** Start of Data extract **
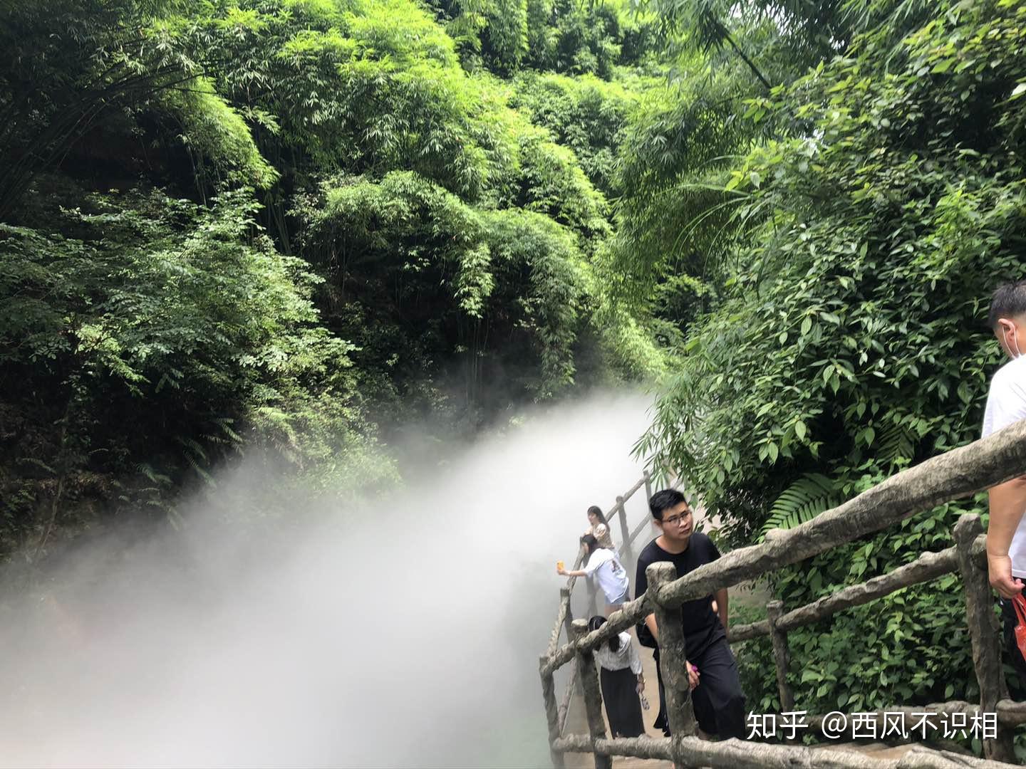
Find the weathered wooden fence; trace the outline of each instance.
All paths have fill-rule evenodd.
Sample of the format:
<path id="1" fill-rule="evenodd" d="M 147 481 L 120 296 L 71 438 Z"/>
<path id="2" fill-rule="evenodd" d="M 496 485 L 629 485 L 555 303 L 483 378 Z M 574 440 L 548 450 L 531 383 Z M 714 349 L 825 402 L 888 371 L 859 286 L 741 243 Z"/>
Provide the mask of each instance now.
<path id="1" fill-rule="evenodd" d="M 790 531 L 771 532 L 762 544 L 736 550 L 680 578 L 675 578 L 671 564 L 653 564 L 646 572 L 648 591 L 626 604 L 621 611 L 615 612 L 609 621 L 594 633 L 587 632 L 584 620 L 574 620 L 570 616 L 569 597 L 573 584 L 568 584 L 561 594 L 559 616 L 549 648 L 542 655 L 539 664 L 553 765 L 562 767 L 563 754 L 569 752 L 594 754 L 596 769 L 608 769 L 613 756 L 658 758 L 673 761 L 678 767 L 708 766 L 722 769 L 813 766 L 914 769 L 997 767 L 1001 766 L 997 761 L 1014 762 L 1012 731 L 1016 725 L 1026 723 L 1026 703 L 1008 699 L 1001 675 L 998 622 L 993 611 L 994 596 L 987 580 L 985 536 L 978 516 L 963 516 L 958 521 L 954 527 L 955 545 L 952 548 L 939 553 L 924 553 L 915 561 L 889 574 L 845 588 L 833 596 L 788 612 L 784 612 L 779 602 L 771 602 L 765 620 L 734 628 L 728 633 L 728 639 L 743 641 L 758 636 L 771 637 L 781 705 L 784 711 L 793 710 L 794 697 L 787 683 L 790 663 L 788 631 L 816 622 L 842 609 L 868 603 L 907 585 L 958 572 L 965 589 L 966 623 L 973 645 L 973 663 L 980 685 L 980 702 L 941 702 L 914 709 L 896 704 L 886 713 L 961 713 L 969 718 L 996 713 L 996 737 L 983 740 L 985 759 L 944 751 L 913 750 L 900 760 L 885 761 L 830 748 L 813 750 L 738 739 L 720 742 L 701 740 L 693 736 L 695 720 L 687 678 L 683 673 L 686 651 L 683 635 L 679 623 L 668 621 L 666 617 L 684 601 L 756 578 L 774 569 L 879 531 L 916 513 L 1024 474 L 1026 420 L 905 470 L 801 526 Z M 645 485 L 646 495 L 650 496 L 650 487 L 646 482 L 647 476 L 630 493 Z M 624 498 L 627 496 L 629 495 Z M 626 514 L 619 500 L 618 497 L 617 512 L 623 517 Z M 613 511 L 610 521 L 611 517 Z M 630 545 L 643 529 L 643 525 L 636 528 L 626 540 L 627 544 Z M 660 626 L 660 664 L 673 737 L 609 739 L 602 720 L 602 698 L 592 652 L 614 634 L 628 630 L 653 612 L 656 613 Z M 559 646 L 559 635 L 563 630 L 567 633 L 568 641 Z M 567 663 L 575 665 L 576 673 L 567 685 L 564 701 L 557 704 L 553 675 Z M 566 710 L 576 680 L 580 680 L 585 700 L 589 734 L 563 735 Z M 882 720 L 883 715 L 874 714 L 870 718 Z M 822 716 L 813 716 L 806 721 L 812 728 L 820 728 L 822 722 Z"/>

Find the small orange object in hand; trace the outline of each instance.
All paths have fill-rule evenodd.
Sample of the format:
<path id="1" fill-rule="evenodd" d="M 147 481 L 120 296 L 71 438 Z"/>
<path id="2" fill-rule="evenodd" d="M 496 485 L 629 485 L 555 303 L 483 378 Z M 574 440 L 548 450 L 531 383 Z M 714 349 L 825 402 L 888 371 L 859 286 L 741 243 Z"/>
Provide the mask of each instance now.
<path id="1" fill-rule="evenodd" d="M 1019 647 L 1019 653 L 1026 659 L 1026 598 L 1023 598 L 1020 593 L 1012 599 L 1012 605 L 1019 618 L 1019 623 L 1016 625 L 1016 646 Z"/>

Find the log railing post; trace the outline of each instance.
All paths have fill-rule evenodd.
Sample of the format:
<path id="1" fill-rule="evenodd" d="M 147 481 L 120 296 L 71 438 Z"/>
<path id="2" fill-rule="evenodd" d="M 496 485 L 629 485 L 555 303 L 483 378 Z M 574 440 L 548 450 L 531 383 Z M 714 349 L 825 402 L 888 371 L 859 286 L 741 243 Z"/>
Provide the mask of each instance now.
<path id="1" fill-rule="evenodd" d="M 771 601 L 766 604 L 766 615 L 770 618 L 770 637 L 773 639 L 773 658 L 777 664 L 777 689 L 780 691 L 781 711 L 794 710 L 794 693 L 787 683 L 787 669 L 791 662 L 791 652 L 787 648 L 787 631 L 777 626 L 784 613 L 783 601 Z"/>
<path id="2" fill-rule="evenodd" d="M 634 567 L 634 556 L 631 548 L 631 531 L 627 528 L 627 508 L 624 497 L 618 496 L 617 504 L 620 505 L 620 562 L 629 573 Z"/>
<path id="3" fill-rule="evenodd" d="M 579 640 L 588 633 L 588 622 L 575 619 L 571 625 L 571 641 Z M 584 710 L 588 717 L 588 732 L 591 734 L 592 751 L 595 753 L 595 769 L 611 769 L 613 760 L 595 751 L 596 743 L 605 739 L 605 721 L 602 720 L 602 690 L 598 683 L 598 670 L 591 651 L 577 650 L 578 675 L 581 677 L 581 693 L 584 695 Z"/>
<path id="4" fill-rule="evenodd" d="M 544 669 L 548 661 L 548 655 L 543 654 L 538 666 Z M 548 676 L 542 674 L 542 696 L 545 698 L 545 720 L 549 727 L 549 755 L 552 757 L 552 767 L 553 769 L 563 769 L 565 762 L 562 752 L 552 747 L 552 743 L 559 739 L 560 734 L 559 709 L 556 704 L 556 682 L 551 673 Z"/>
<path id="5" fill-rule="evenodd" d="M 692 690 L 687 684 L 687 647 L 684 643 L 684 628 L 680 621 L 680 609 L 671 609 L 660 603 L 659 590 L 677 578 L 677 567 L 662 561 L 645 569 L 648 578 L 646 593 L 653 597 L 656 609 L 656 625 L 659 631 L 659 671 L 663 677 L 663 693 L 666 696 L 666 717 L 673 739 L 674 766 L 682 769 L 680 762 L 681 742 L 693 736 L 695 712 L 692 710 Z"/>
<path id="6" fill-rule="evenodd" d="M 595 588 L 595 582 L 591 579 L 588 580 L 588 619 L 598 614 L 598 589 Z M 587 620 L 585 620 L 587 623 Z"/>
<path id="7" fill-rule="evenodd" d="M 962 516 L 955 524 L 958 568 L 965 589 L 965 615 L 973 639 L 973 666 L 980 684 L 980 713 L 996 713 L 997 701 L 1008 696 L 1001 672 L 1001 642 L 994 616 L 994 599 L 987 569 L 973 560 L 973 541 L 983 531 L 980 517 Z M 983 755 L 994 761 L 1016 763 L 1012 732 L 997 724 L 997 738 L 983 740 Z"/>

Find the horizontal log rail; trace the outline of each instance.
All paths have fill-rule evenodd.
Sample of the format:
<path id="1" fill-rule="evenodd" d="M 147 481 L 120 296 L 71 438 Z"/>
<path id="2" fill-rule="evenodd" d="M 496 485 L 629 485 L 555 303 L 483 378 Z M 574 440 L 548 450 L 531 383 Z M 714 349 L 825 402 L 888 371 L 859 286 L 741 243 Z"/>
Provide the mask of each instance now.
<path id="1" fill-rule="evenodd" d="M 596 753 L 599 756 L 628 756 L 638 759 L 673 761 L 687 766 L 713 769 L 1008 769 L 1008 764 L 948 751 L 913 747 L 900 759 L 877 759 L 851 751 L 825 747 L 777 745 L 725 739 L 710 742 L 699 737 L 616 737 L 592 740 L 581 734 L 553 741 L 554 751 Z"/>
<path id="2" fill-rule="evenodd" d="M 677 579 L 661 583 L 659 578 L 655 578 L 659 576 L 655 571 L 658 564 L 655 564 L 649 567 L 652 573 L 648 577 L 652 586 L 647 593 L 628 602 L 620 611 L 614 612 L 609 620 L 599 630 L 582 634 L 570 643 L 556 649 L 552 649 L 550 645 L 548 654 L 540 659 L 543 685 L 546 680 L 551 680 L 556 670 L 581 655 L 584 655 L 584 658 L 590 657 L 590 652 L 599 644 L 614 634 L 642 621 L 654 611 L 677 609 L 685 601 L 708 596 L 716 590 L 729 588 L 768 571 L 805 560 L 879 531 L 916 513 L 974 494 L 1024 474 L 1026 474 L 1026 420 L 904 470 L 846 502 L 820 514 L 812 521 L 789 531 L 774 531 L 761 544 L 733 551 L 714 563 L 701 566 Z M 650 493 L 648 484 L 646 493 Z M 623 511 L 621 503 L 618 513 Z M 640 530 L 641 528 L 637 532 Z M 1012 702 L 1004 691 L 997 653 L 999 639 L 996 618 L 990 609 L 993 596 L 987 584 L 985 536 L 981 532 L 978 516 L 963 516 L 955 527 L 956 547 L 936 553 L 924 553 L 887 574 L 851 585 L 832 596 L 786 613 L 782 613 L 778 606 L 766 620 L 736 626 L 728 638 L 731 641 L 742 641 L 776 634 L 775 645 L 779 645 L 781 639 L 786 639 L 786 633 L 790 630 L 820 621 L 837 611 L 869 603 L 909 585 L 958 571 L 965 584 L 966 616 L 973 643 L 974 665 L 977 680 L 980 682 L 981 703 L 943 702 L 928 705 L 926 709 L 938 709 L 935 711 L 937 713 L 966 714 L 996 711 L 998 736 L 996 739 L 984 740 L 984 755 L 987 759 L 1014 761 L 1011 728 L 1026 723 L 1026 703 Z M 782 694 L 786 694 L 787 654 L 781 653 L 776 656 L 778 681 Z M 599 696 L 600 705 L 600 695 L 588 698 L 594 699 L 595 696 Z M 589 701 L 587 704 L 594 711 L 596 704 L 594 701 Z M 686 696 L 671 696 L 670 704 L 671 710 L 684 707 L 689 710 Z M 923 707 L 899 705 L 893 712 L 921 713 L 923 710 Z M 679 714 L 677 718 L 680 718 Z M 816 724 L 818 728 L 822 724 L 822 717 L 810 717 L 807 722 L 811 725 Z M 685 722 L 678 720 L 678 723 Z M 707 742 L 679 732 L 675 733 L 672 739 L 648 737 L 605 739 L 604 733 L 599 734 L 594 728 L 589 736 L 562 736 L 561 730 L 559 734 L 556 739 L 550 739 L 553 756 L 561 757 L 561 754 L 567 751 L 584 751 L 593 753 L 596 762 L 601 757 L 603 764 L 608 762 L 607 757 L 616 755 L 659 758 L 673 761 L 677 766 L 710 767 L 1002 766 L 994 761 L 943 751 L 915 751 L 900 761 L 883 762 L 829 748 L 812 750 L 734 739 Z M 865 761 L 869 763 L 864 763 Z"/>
** End of Data extract **
Job
Convert the entries starting with the line containing "Find the horizontal" and going on through the line containing "596 753 L 599" into a JSON list of strings, one string per line, leaving out any blank lines.

Solved exercise
[
  "Find the horizontal log rail; trace the outline of each instance.",
  "All paths have fill-rule evenodd.",
  "Sample of the format:",
  "<path id=\"1\" fill-rule=\"evenodd\" d=\"M 147 481 L 120 296 L 71 438 Z\"/>",
  "<path id=\"2\" fill-rule=\"evenodd\" d=\"M 496 485 L 629 485 L 555 303 L 483 378 Z M 574 440 L 548 450 L 531 383 Z M 714 349 L 825 402 L 888 371 L 859 286 L 741 243 Z\"/>",
  "Provide the mask of each instance now.",
  "<path id=\"1\" fill-rule=\"evenodd\" d=\"M 596 753 L 599 756 L 628 756 L 638 759 L 673 761 L 687 766 L 713 769 L 1008 769 L 1008 764 L 948 751 L 913 747 L 900 759 L 877 759 L 851 751 L 825 747 L 777 745 L 725 739 L 710 742 L 699 737 L 616 737 L 592 740 L 581 734 L 553 741 L 554 751 Z\"/>"
]